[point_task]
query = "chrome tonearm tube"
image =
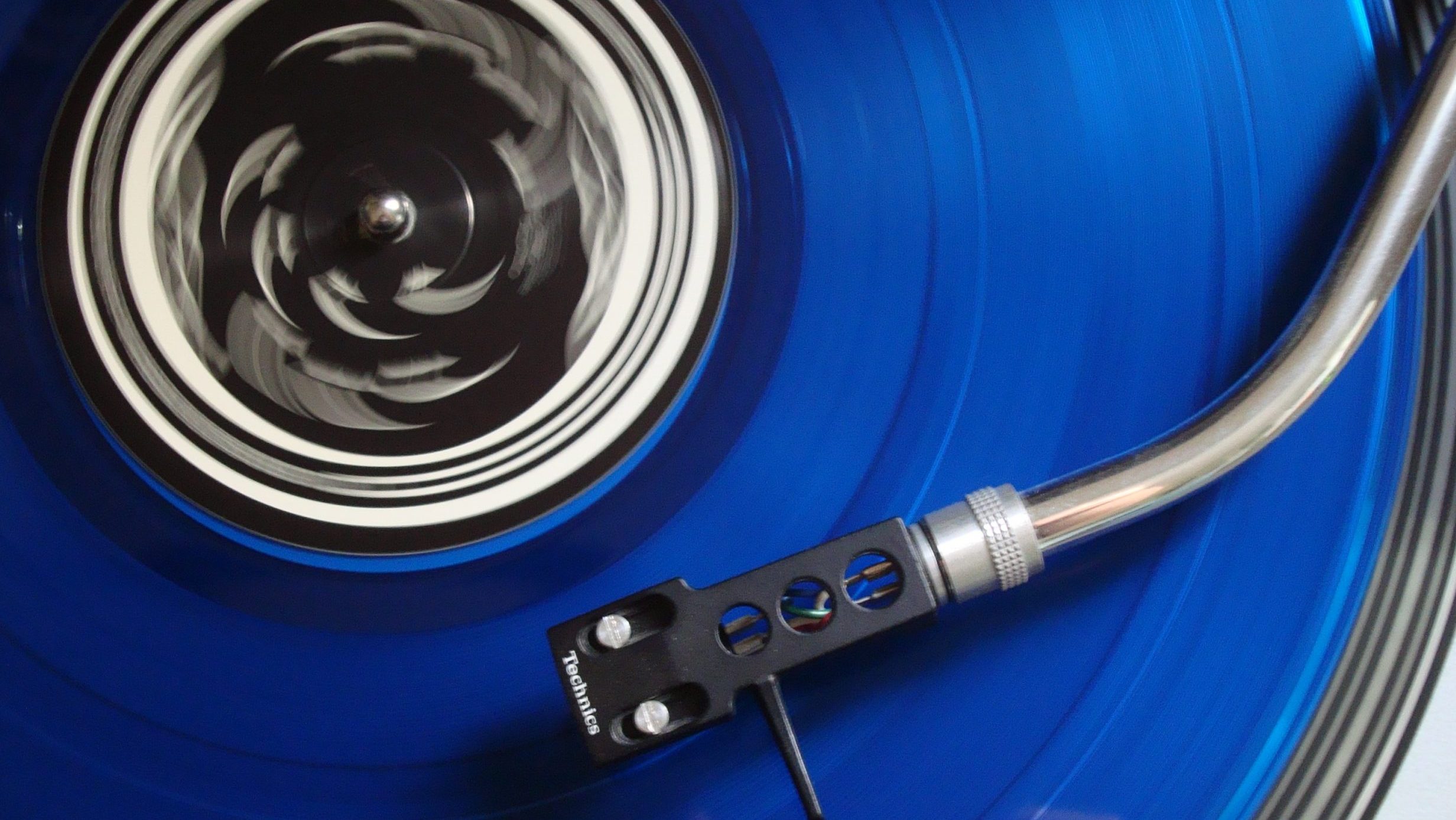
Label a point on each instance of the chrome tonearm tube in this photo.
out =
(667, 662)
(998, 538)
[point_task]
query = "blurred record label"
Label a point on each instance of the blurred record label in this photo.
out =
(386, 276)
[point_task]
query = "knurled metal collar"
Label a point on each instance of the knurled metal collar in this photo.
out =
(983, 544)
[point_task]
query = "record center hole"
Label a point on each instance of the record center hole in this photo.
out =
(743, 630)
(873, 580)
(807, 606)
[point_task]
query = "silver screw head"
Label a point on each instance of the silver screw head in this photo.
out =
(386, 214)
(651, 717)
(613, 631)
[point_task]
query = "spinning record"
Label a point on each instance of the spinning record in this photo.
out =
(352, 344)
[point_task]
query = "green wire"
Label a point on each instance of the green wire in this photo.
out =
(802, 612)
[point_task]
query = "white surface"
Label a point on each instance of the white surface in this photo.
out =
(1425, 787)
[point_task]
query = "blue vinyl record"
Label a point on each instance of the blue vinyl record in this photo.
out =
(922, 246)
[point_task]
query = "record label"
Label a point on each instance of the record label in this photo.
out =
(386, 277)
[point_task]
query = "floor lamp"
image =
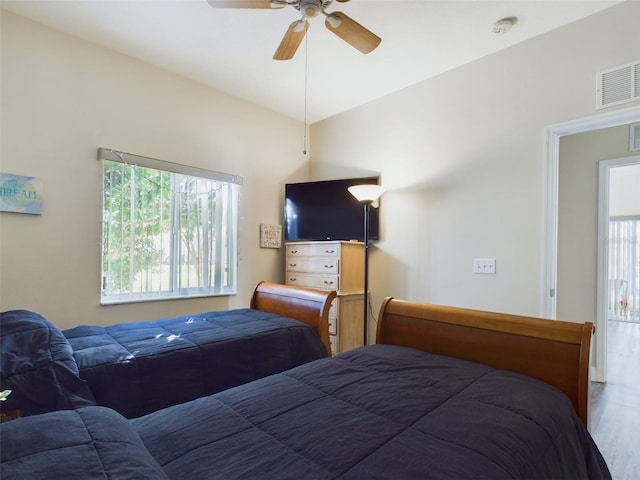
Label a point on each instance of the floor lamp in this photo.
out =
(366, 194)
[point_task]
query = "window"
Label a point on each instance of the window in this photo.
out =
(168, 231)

ASSIGNED TASK:
Retype the lines above exactly, no pictures.

THE COMPLETED TASK:
[point_task]
query = "chrome tonearm tube"
image =
Label a point on each instance of the chrome tonearm tube in this photo.
out =
(667, 662)
(998, 538)
[point_task]
query = "blurred record label"
Label a point on each instance of the blurred record label in this photo.
out =
(386, 276)
[point_task]
query = "knurled metal collar"
Label a point on each instance of the knurled metal collar in this photo.
out =
(983, 544)
[point_task]
query = "record center hole"
Label a point on each instance of the record center hole in this photo.
out =
(743, 630)
(873, 580)
(807, 606)
[point_task]
query = "silver screw head"
Label a point on each instance of the silver screw head in this photo.
out =
(386, 214)
(651, 717)
(613, 631)
[point_task]
query = "spinning record"
Label a point on each instance of the spinning record in this photo.
out =
(352, 344)
[point_task]
query = "green wire"
Label a point on each instance of the green wire in this photo.
out =
(802, 612)
[point_task]
query = "white surface"
Label a point on each instance of the white surface in this photo.
out =
(1425, 787)
[point_task]
query = "blue vinyl record"
Label a point on each instance of the blue vinyl record in this photo.
out =
(922, 246)
[point_task]
query = "record label"
Label a point on each instance of the record label in this photo.
out =
(386, 277)
[point_task]
query = "floor lamp"
image =
Label a point on each instance of the floor lamp in this photo.
out =
(366, 194)
[point_task]
query = "window"
Label a point on each instance of the window in this photo.
out =
(168, 231)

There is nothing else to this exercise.